**** Input ****
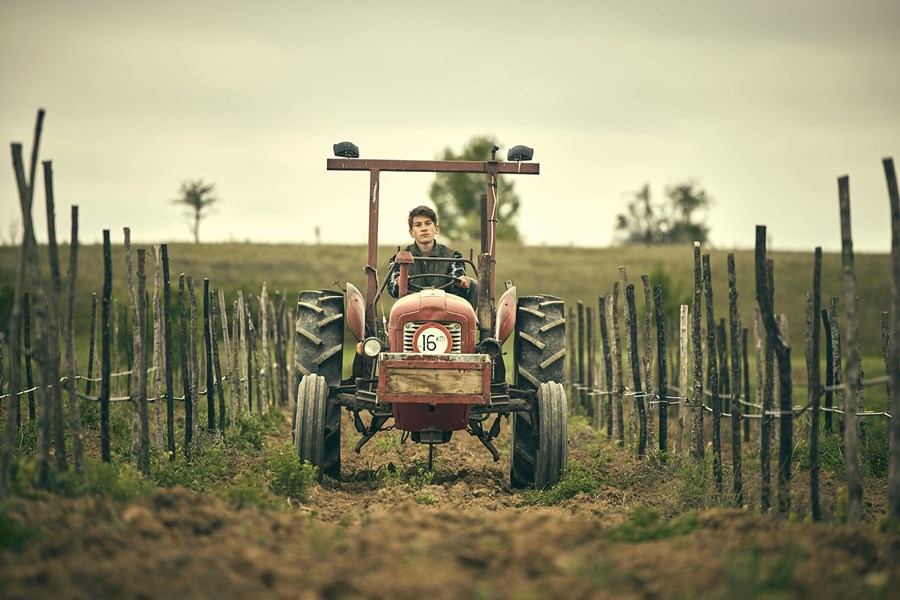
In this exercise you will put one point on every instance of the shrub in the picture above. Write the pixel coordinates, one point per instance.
(288, 475)
(644, 524)
(578, 478)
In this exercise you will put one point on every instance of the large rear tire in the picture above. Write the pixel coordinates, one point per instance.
(319, 338)
(540, 344)
(318, 345)
(540, 440)
(317, 426)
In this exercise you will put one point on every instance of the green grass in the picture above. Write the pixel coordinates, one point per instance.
(644, 524)
(570, 273)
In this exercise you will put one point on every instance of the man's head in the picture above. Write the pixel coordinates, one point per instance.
(423, 226)
(422, 211)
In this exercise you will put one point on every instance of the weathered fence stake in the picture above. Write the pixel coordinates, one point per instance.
(736, 408)
(813, 307)
(661, 372)
(631, 323)
(603, 314)
(71, 382)
(167, 347)
(893, 359)
(613, 316)
(712, 373)
(185, 370)
(697, 448)
(851, 433)
(207, 341)
(105, 350)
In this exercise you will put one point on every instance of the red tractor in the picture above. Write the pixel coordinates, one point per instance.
(435, 366)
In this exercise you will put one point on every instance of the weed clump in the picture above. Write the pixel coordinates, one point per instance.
(644, 524)
(578, 479)
(288, 475)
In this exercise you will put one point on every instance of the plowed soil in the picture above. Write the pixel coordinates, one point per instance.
(385, 531)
****
### [Stated exercise]
Repeat every record above exactly, but leave out any pictures.

### [Full response]
In this exercise you will put one point on every instance of the shrub in the picture above. Write the pixel coordinates, one point per instance.
(288, 475)
(644, 524)
(578, 478)
In this exercise you will put one point on every instance of the large rear tire in the picture above. Write the pixel coordinates, one point per instance.
(319, 338)
(540, 344)
(318, 345)
(540, 440)
(317, 426)
In this exercise you will put one point on every instance of the green grass in the picture above. Write the pixel coordinates, one point per instance.
(644, 524)
(570, 273)
In this exercise you will put one point on every instance of the man's head in the picture above. Write the pixel coordinates, one point per instance.
(423, 226)
(422, 211)
In this exercise you will put one point on every instance of the weathered fence stake in the picture above. Write the pixel coordinates, one point per instance.
(736, 408)
(813, 307)
(661, 372)
(631, 323)
(603, 314)
(71, 382)
(167, 347)
(893, 359)
(613, 316)
(712, 373)
(185, 370)
(697, 448)
(851, 433)
(207, 341)
(105, 350)
In this exercise you will put one point on every instance of the red tractor in the picture above. Write the pixel coordinates, one point per instance.
(435, 366)
In this exercise you will put one point on every instance of the weed clump in the picture above. Write the pixel coordinates, one point per instance.
(644, 524)
(578, 479)
(288, 475)
In this exercise you will put one point on every instance of the plowed soil in the picture above. Write the pixel coordinates, one point per instance.
(385, 531)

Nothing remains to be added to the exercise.